An exact copy of every record is needed, with the pictures left out.

(Stored data entries)
***

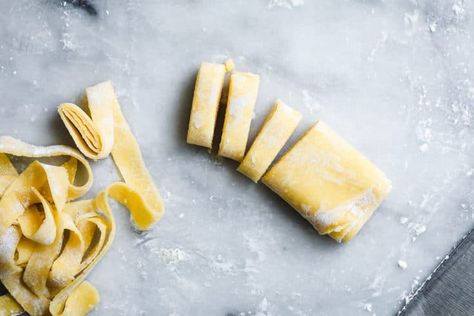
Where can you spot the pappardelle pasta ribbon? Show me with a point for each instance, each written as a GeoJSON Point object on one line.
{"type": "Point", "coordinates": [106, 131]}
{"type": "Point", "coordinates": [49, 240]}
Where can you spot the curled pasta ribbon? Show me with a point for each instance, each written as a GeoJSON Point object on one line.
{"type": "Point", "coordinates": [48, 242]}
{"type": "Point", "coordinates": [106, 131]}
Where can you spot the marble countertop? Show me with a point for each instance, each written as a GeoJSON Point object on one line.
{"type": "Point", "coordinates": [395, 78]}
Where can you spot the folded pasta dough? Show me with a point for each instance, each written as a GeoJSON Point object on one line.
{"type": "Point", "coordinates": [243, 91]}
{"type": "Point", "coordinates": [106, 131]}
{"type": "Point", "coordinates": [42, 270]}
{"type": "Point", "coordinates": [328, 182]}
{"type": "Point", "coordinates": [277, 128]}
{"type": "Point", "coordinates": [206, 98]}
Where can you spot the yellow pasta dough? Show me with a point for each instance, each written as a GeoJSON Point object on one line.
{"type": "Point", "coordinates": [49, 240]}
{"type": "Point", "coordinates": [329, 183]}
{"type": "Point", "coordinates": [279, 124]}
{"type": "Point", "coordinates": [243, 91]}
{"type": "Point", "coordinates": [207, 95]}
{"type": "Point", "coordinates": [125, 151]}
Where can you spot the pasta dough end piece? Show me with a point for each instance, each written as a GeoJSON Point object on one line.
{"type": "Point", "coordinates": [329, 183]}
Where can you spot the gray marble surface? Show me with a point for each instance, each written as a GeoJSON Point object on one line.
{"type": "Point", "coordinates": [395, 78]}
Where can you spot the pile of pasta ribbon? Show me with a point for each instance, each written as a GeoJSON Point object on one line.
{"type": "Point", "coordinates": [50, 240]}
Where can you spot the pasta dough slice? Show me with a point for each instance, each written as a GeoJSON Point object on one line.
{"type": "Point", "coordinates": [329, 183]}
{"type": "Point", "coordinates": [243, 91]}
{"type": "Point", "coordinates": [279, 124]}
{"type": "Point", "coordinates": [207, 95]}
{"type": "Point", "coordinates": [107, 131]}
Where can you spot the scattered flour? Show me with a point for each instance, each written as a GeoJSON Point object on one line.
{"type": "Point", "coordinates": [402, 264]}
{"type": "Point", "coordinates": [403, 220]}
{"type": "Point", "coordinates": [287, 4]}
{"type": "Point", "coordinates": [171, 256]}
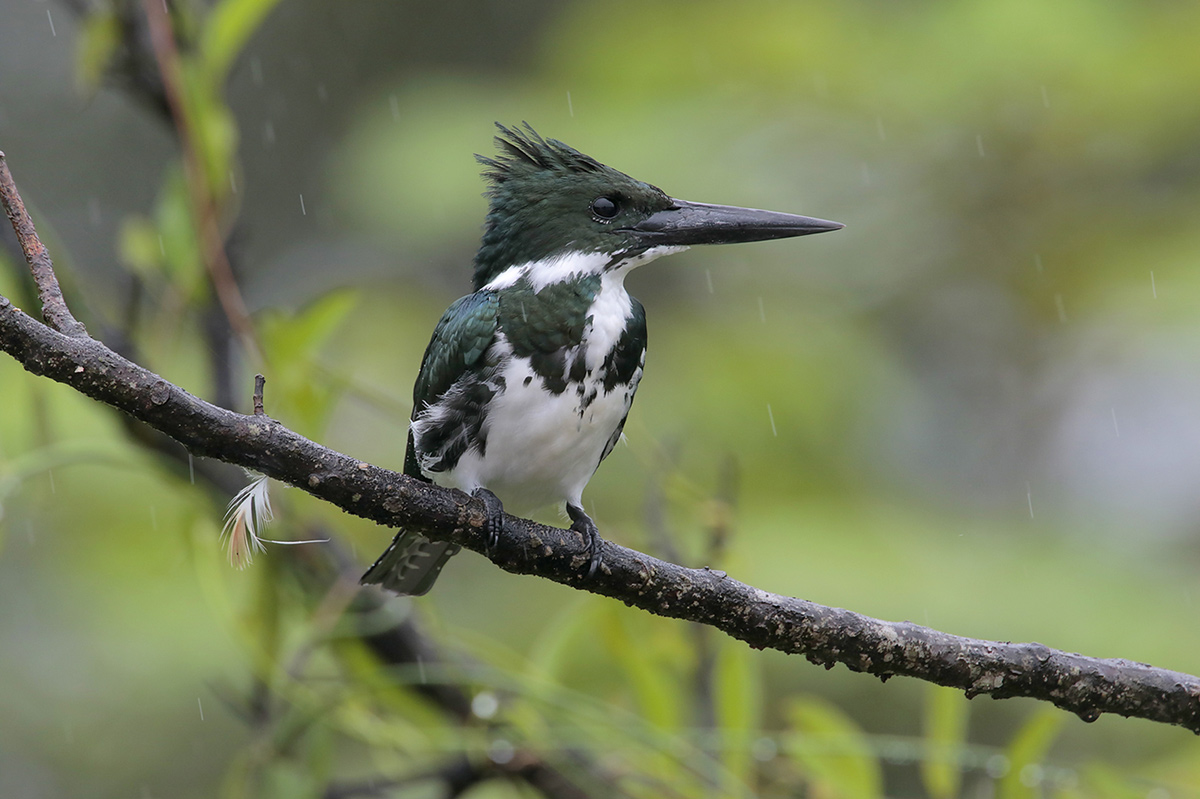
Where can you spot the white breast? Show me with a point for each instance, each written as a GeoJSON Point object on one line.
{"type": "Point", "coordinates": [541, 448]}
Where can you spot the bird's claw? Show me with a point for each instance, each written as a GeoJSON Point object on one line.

***

### Output for this exercise
Where can you spot the pappardelle pasta ribbon? Show me with a point for each instance, each written as a GeoJSON Point object on one line.
{"type": "Point", "coordinates": [106, 131]}
{"type": "Point", "coordinates": [49, 240]}
Where can you spot the curled pasta ribbon? Show me with a point for each instance, each written as a GeoJSON Point object on one line.
{"type": "Point", "coordinates": [48, 242]}
{"type": "Point", "coordinates": [106, 131]}
Where can you spot the marble countertop? Show me with a point for each instance, each written as a GeoJSON Point object on one line.
{"type": "Point", "coordinates": [395, 78]}
Where can you spot the folded pasta dough? Show me with a point for each instance, each written as a GeoJSON Point object on one line.
{"type": "Point", "coordinates": [243, 91]}
{"type": "Point", "coordinates": [106, 131]}
{"type": "Point", "coordinates": [42, 270]}
{"type": "Point", "coordinates": [328, 182]}
{"type": "Point", "coordinates": [277, 128]}
{"type": "Point", "coordinates": [206, 98]}
Where can you spot the yellow pasta dough? Show me with a point for each instance, each written as a GeoJSON Point object on one line.
{"type": "Point", "coordinates": [49, 240]}
{"type": "Point", "coordinates": [329, 183]}
{"type": "Point", "coordinates": [279, 124]}
{"type": "Point", "coordinates": [243, 91]}
{"type": "Point", "coordinates": [207, 95]}
{"type": "Point", "coordinates": [125, 151]}
Where can you spot the pasta dough end piece? Show me with a point for each instance, each written as a GeoJSON Point object on one line.
{"type": "Point", "coordinates": [329, 183]}
Where can you spot the gray marble surface? Show me with a point for each instance, each written as a GeoJSON Point object on one line.
{"type": "Point", "coordinates": [395, 78]}
Where can you spot the pile of pasta ribbon? Show me with a point for each instance, each written as a GeoJSON Point object on one line.
{"type": "Point", "coordinates": [50, 240]}
Where can you spot the pasta dough slice? Show me with a point for each instance, each written as a GeoJSON Point object on one line.
{"type": "Point", "coordinates": [329, 183]}
{"type": "Point", "coordinates": [243, 91]}
{"type": "Point", "coordinates": [279, 124]}
{"type": "Point", "coordinates": [207, 95]}
{"type": "Point", "coordinates": [107, 131]}
Where can you spot the scattered flour? Show me with a point for each instance, each written as a GeoJSON Point object on one line.
{"type": "Point", "coordinates": [402, 264]}
{"type": "Point", "coordinates": [403, 220]}
{"type": "Point", "coordinates": [287, 4]}
{"type": "Point", "coordinates": [171, 256]}
Where can you spot the white breast? Show me with a point for each instance, each written as a GeoJSON Point object on one line.
{"type": "Point", "coordinates": [541, 448]}
Where can you spot the bird's claw? Show me with a point for each instance, each written as a GeoJSON Point object on one line.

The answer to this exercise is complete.